**SHORT EXERCISE A**
Reproduce every line of the records with mask outlines below, including the requests, but increase each coordinate in the recorded masks by 18. Leave the pictures out of your output.

A uniform rod \(PQ\) of mass \(m\) and length \(3a\) is freely hinged at \(P\). The rod is held horizontally and a particle of mass \(m\) is placed on top of the rod at a distance~\(\ell\) from \(P\), where \(\ell <2a\). The coefficient of friction between the rod and the particle is \(\mu\). The rod is then released. Show that, while the particle does not slip along the rod, \[ (3a^2+\ell^2)\dot \theta^2 = g(3a+2\ell)\sin\theta \,, \] where \(\theta\) is the angle through which the rod has turned, and the dot denotes the time derivative. Hence, or otherwise, find an expression for \(\ddot \theta\) and show that the normal reaction of the rod on the particle is non-zero when~\(\theta\) is acute. Show further that, when the particle is on the point of slipping, \[ \tan\theta = \frac{\mu a (2a-\ell)}{2(\ell^2 + a\ell +a^2)} \,. \] What happens at the moment the rod is released if, instead, \(\ell>2a\)?

**RECORDED INFORMATION**

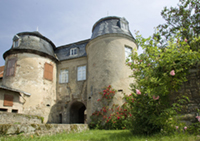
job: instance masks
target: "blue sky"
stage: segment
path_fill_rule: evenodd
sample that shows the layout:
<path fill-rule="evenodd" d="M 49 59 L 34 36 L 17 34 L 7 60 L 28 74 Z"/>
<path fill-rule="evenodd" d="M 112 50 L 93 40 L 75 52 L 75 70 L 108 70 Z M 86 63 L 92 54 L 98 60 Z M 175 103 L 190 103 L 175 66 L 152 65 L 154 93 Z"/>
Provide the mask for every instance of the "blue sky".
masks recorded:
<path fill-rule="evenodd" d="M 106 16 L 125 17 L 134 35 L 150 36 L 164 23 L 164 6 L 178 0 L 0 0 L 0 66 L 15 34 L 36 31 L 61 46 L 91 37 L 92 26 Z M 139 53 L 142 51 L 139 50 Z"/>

**SHORT EXERCISE B**
List each quantity that the rod-and-particle problem above assigns a symbol to, giving the symbol for each.

**FINAL RESULT A**
job: instance masks
target: "blue sky"
stage: segment
path_fill_rule: evenodd
sample that shows the layout:
<path fill-rule="evenodd" d="M 49 59 L 34 36 L 17 34 L 7 60 L 28 74 Z"/>
<path fill-rule="evenodd" d="M 112 50 L 93 40 L 75 52 L 75 70 L 108 70 Z M 86 63 L 92 54 L 98 60 Z M 175 103 L 190 103 L 175 66 L 152 65 L 154 93 Z"/>
Provide the mask for every instance of the "blue sky".
masks recorded:
<path fill-rule="evenodd" d="M 124 34 L 143 35 L 152 53 L 168 54 L 182 41 L 182 24 L 196 18 L 18 18 L 18 84 L 33 52 L 54 49 L 79 64 L 109 55 L 110 44 Z M 157 71 L 160 69 L 157 68 Z"/>

**FINAL RESULT B**
- Mass of the rod: m
- Length of the rod: 3a
- Mass of the particle: m
- Distance of the particle from P: ℓ
- Coefficient of friction between the rod and the particle: μ
- Angle through which the rod has turned: θ